Data for this exercise:
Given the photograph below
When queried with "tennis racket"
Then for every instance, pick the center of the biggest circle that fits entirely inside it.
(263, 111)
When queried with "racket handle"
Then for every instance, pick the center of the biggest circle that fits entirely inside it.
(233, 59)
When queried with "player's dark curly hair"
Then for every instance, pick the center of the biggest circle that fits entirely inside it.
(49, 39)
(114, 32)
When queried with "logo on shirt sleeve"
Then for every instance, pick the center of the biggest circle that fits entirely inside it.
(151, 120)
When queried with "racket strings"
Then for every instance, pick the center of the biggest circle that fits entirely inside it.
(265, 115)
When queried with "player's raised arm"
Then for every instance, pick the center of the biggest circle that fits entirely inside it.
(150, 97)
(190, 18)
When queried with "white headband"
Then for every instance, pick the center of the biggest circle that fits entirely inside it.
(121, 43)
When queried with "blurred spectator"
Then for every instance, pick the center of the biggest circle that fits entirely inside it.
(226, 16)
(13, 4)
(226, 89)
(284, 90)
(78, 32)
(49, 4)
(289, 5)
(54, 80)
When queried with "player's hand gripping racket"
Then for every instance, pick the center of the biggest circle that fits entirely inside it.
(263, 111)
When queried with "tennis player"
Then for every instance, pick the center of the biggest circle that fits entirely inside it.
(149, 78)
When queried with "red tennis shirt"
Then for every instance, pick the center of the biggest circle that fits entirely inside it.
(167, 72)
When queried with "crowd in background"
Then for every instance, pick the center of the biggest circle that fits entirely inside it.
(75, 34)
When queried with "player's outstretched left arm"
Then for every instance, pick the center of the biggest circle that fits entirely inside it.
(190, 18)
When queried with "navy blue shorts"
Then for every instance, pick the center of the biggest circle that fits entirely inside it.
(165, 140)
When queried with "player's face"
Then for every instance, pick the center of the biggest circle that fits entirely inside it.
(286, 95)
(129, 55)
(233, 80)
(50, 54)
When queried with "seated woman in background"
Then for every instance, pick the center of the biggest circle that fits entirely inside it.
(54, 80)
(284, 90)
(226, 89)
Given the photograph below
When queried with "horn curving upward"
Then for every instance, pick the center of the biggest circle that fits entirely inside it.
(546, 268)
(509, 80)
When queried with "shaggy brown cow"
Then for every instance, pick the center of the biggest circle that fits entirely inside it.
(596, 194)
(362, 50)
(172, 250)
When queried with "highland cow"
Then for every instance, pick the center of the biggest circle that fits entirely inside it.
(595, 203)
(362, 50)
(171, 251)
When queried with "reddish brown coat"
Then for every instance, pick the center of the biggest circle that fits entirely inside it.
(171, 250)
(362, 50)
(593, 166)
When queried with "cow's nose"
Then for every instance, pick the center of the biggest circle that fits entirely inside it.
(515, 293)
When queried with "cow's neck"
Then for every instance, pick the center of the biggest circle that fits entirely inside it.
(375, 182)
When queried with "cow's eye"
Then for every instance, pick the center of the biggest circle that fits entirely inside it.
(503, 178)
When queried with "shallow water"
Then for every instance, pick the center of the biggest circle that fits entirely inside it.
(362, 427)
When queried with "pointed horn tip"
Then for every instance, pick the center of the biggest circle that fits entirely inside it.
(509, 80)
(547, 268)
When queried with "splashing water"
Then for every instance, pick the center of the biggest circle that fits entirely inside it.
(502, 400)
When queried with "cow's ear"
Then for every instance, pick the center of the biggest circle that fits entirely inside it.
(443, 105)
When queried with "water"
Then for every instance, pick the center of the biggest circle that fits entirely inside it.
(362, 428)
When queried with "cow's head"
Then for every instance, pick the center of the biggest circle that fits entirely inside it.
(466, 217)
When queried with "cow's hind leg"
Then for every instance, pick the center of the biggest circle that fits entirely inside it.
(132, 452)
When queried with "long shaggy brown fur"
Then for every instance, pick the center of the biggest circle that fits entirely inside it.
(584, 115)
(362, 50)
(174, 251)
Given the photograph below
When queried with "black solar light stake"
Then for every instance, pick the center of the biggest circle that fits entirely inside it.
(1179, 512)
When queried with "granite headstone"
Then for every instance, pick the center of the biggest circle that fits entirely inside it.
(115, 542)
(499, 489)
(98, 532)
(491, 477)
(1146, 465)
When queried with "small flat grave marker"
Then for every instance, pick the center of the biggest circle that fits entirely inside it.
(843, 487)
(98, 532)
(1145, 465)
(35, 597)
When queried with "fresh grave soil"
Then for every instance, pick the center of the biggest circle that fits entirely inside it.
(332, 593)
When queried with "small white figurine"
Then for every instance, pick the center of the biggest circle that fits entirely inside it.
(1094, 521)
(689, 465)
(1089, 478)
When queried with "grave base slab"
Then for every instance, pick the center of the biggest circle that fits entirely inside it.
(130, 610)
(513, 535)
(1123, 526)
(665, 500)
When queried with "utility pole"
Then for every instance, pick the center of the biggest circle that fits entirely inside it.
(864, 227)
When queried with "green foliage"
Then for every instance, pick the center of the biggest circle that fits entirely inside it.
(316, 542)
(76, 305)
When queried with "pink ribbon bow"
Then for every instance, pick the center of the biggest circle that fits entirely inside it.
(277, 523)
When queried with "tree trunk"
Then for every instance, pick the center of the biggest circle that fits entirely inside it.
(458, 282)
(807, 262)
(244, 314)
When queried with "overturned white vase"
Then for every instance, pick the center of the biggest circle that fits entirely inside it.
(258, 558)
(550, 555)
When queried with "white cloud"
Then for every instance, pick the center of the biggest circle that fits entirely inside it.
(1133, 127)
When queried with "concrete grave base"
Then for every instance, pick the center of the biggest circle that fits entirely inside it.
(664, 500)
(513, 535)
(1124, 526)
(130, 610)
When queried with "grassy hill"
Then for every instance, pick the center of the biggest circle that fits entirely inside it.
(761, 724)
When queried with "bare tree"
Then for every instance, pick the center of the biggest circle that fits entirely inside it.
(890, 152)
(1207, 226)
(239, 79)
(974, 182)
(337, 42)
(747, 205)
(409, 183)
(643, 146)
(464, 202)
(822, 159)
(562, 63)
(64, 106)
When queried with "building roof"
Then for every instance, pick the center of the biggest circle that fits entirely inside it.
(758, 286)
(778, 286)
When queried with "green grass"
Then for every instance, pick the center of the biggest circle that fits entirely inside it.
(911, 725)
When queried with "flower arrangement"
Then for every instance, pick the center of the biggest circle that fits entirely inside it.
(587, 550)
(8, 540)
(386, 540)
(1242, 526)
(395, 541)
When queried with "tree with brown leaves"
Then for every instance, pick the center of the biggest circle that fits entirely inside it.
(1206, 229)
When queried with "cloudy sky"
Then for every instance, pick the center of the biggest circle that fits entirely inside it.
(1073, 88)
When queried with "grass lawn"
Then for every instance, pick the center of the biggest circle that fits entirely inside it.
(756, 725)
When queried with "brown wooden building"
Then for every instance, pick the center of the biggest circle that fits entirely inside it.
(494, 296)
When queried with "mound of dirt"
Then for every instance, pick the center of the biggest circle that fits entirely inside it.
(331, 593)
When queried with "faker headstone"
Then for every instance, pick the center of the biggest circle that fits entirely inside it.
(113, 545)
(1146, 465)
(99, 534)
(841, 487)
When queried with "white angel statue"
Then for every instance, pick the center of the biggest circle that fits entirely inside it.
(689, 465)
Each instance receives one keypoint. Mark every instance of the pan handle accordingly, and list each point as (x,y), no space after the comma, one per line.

What you are asked to do:
Return each line from the entries above that includes "handle".

Answer space:
When queried with "racket handle"
Each instance receives one keypoint. Mark every instance of the pan handle accordingly, and list each point as (x,y), no space after the comma, one per line.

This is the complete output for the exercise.